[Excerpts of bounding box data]

+===+

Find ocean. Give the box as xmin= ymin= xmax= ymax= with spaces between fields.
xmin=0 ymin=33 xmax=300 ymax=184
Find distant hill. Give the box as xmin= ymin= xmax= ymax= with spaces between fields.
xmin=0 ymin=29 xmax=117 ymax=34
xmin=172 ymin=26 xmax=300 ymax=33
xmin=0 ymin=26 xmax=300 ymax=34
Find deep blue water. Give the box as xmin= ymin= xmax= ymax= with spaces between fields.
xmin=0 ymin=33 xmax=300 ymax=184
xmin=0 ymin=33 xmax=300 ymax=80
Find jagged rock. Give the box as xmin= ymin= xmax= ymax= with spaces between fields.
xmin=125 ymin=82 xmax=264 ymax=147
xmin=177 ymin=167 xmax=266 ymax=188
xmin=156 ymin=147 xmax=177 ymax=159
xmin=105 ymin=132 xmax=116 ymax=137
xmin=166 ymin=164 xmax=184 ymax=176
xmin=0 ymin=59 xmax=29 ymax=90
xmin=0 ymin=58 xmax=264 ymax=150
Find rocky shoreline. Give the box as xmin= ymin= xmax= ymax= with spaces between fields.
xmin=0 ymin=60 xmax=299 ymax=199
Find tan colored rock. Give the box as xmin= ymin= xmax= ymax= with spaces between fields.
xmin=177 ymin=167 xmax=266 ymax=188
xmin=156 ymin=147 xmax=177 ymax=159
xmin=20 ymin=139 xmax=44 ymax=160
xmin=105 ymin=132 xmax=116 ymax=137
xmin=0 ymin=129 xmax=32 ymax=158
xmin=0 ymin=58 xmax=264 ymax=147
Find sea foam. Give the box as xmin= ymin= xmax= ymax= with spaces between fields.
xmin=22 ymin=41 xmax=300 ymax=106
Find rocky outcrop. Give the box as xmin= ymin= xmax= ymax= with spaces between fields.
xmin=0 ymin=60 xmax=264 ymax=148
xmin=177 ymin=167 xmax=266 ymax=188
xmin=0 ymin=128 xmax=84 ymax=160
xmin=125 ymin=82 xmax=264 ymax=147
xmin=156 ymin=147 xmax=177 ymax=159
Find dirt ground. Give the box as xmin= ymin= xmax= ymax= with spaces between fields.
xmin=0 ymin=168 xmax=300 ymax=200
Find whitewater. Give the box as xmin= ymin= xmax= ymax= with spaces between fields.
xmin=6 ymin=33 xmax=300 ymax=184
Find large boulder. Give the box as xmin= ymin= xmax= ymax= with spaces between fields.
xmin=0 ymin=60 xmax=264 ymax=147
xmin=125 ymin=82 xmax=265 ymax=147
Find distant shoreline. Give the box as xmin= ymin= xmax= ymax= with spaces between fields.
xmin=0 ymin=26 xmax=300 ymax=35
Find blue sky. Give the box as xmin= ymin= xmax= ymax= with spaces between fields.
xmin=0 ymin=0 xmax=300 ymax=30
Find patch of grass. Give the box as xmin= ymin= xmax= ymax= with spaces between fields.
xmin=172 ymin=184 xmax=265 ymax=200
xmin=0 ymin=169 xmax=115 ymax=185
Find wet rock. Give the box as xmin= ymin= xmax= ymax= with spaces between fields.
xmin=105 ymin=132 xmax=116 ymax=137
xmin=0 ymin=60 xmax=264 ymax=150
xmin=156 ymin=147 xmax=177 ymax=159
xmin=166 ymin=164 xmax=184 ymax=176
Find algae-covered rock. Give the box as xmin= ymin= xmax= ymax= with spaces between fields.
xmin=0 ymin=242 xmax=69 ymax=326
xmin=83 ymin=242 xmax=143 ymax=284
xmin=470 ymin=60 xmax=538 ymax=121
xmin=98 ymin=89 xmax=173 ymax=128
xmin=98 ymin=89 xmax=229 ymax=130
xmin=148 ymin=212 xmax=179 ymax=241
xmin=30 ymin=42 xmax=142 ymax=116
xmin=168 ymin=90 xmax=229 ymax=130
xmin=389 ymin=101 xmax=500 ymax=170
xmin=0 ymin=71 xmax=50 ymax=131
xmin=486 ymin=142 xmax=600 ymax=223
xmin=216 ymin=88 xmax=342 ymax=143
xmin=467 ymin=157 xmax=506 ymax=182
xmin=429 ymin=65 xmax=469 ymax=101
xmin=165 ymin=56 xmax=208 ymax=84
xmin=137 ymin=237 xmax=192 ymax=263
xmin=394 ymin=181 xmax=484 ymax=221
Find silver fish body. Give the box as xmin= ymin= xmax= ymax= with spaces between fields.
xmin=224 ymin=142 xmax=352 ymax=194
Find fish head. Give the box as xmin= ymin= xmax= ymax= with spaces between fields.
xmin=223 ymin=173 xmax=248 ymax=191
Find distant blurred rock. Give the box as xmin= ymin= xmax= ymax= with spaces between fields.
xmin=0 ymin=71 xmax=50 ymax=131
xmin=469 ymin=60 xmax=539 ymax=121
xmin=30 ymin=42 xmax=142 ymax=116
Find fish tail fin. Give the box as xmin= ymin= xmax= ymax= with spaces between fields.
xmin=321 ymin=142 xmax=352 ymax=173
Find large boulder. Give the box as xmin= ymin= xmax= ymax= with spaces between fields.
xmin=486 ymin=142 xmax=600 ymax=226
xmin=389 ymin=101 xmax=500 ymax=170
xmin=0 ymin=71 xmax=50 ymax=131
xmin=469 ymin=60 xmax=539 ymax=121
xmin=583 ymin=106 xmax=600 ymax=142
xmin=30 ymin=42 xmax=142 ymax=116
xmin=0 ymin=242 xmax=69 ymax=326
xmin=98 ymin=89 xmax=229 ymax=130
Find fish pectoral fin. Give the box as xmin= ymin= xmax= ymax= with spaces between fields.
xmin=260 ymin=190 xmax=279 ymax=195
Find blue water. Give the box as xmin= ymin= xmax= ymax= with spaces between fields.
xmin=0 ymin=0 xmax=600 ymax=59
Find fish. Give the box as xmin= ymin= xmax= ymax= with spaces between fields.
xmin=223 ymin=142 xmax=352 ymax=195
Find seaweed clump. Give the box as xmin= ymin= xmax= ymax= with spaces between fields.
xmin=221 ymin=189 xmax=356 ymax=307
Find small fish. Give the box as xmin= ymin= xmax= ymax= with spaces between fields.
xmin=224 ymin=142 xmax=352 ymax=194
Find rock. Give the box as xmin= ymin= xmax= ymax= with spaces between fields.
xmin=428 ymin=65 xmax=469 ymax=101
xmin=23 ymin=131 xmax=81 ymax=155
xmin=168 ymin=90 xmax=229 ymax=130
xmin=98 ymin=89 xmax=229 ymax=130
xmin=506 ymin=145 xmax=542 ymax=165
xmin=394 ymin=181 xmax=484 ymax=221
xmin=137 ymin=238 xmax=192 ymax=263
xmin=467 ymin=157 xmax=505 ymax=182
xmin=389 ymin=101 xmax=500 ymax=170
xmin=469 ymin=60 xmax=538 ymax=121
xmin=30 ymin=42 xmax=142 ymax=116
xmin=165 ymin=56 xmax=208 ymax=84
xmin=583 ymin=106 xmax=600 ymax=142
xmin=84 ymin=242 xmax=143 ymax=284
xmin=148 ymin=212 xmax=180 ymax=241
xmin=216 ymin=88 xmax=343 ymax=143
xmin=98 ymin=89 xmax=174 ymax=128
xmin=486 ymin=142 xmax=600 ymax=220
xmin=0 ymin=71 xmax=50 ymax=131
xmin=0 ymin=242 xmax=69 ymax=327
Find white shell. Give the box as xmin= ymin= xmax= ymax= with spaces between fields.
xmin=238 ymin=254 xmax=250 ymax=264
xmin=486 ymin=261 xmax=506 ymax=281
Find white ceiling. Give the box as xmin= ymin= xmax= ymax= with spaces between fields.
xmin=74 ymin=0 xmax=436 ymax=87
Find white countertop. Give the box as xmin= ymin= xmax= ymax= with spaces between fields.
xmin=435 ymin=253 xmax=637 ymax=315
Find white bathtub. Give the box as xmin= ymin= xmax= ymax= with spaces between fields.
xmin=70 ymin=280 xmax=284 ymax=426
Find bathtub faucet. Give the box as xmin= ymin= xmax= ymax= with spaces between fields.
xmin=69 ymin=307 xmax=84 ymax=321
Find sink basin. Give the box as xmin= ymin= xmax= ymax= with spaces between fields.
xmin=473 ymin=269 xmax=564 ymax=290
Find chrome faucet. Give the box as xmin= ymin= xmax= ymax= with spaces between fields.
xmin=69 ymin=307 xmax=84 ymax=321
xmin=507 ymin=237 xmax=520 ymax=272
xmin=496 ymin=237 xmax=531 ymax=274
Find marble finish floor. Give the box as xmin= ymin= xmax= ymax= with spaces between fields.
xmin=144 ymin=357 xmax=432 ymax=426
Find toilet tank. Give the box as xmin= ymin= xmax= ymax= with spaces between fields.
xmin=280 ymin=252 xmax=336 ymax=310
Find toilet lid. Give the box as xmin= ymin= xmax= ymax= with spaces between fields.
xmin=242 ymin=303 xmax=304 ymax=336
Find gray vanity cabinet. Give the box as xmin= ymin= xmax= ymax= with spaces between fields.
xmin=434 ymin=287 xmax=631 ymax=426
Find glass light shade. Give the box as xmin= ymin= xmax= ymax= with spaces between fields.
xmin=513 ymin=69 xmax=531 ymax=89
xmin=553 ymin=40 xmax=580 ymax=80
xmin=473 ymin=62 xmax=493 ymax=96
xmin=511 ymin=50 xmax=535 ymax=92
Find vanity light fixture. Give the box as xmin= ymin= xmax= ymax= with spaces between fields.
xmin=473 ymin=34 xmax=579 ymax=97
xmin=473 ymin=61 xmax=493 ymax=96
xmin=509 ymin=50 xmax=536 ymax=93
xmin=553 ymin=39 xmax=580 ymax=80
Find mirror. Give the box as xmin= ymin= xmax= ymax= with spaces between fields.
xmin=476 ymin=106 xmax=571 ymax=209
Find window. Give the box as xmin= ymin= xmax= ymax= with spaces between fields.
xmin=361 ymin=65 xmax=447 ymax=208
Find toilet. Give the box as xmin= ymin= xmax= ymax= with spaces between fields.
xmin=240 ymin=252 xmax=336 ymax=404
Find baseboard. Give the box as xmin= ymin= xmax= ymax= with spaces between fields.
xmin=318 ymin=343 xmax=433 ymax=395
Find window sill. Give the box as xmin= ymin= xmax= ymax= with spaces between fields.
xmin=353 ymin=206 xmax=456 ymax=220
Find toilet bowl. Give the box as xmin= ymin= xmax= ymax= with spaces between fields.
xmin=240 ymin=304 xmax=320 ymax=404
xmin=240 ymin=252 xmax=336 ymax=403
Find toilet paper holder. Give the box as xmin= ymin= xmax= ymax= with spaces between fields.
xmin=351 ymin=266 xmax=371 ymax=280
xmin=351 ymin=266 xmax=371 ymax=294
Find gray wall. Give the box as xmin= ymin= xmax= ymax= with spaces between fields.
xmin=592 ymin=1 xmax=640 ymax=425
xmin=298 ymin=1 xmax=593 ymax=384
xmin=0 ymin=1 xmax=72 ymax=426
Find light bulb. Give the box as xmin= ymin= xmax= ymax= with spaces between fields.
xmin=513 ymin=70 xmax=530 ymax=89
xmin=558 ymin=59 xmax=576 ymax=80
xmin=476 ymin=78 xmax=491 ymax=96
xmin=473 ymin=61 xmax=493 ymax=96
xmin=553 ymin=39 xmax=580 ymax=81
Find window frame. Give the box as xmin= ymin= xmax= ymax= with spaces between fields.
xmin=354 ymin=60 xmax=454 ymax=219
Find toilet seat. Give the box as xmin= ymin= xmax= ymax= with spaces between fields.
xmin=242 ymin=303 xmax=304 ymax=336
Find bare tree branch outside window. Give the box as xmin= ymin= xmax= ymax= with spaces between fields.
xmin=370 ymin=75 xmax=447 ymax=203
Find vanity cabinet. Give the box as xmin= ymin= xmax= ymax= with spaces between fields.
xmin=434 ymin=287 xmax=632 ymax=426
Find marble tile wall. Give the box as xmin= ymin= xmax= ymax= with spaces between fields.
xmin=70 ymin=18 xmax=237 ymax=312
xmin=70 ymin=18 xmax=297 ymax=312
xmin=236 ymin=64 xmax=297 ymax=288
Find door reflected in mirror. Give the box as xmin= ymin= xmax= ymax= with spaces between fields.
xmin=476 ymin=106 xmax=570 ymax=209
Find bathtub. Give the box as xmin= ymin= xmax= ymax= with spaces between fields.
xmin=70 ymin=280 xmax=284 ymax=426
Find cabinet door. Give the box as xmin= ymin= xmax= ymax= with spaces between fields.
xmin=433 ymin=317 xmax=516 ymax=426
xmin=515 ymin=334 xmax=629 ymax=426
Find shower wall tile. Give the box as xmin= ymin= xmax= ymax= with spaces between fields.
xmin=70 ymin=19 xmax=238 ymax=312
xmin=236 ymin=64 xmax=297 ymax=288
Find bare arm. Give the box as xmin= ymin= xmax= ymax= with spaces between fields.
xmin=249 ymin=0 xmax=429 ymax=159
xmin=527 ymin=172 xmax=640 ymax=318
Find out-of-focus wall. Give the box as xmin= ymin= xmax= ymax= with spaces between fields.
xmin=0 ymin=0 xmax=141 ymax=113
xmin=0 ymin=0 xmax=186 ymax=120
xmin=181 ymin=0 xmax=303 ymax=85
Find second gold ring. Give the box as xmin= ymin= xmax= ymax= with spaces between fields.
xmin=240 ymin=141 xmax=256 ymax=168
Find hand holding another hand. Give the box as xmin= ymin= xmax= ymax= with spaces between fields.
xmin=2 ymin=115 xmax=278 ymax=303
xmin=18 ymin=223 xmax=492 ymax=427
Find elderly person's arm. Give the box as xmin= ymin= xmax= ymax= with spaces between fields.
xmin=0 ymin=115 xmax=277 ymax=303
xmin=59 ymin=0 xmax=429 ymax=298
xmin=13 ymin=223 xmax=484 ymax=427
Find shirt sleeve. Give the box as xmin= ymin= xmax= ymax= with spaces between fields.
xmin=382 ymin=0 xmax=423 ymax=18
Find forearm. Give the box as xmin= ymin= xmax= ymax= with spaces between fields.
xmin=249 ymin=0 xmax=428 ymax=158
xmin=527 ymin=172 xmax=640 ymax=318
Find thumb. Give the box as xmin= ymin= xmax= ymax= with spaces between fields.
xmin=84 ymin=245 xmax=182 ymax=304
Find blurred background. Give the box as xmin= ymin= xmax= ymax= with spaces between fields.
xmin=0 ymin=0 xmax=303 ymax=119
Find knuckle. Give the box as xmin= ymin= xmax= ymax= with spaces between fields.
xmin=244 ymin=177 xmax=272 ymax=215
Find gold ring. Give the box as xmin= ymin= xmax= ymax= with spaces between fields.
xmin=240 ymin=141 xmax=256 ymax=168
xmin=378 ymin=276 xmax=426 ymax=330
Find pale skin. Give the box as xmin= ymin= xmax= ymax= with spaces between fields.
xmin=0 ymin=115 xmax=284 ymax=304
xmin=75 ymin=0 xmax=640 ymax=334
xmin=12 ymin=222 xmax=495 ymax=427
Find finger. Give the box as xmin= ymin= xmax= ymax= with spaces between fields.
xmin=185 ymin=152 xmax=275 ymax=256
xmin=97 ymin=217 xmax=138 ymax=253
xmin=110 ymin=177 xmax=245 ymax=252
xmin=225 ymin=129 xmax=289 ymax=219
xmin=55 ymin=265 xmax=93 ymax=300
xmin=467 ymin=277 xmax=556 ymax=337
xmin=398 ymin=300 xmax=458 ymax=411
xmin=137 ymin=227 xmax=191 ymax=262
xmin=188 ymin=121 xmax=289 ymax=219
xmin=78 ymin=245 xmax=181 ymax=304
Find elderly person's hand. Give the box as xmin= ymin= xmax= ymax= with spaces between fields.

+===+

Problem to work on: Rescale the data starting at the line containing "Find glass light" and ending at the line containing "xmin=318 ymin=343 xmax=433 ymax=395", reproducing every line in that range with the Find lines unchanged. Multiply each box coordinate in the answers by 1.4 and round to whole numbers, with halves rounded up.

The result:
Find glass light shade. Give the box as xmin= ymin= xmax= ymax= with spaces between fields.
xmin=718 ymin=97 xmax=743 ymax=125
xmin=774 ymin=56 xmax=812 ymax=112
xmin=662 ymin=87 xmax=690 ymax=134
xmin=715 ymin=70 xmax=749 ymax=129
Find vanity light fixture. Give the box as xmin= ymin= xmax= ymax= with spaces between fields.
xmin=662 ymin=48 xmax=811 ymax=136
xmin=662 ymin=85 xmax=690 ymax=134
xmin=713 ymin=70 xmax=750 ymax=130
xmin=774 ymin=55 xmax=812 ymax=112
Find mirror. Give the box as xmin= ymin= xmax= ymax= with spaces between fields.
xmin=666 ymin=148 xmax=799 ymax=293
Find window. Give the box as xmin= ymin= xmax= ymax= with spaces between fields.
xmin=505 ymin=91 xmax=626 ymax=291
Find toilet. Give the box as xmin= ymin= xmax= ymax= with spaces between fields.
xmin=336 ymin=353 xmax=470 ymax=566
Find baseboard. Give the box as xmin= ymin= xmax= ymax= with spaces between fields.
xmin=445 ymin=480 xmax=606 ymax=553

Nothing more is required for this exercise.